EXTRACTED ENTRIES:
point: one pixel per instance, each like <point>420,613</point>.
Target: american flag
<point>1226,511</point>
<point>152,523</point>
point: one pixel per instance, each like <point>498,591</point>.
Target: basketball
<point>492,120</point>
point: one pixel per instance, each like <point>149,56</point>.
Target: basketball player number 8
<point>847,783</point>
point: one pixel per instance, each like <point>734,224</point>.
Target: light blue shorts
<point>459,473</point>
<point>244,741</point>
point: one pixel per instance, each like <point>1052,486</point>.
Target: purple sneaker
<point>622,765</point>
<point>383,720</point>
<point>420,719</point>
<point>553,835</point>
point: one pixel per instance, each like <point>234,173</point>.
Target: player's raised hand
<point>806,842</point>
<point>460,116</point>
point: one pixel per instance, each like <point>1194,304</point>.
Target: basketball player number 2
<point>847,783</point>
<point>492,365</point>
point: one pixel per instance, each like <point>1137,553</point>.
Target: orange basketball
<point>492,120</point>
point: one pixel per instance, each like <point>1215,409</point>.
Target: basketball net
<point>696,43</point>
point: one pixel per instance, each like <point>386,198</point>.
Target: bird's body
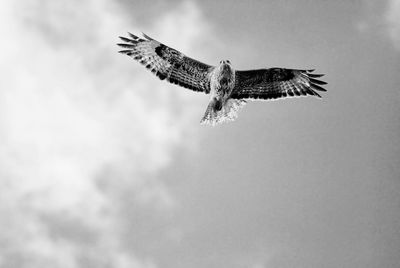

INSTRUCTIONS FOR THE TASK: Copy out all the data above word for word, leaving out the picture.

CORRECT ANSWER:
point: one pixel per instance, each like <point>420,613</point>.
Target: american flag
<point>1226,511</point>
<point>152,523</point>
point: one pixel per instance, each like <point>498,591</point>.
Target: basketball
<point>492,120</point>
point: one pixel per instance, each like <point>149,56</point>.
Target: basketball player number 8
<point>847,783</point>
point: one pixel per instance, each like <point>734,224</point>.
Target: light blue shorts
<point>459,473</point>
<point>244,741</point>
point: one pixel per instance, each like <point>1052,486</point>.
Target: purple sneaker
<point>622,765</point>
<point>383,720</point>
<point>420,719</point>
<point>553,835</point>
point: one pixel per instance, each like <point>234,173</point>.
Target: player's raised hand
<point>806,842</point>
<point>460,116</point>
point: one pixel per instance, each like <point>1194,304</point>.
Target: basketball player number 2
<point>847,783</point>
<point>492,365</point>
point: one pixel per instance, each like <point>1137,553</point>.
Target: orange basketball
<point>492,120</point>
point: one pixel per instance, each like <point>1215,409</point>.
Target: basketball net
<point>696,43</point>
point: one pixel per instance, each like <point>386,198</point>.
Target: bird's body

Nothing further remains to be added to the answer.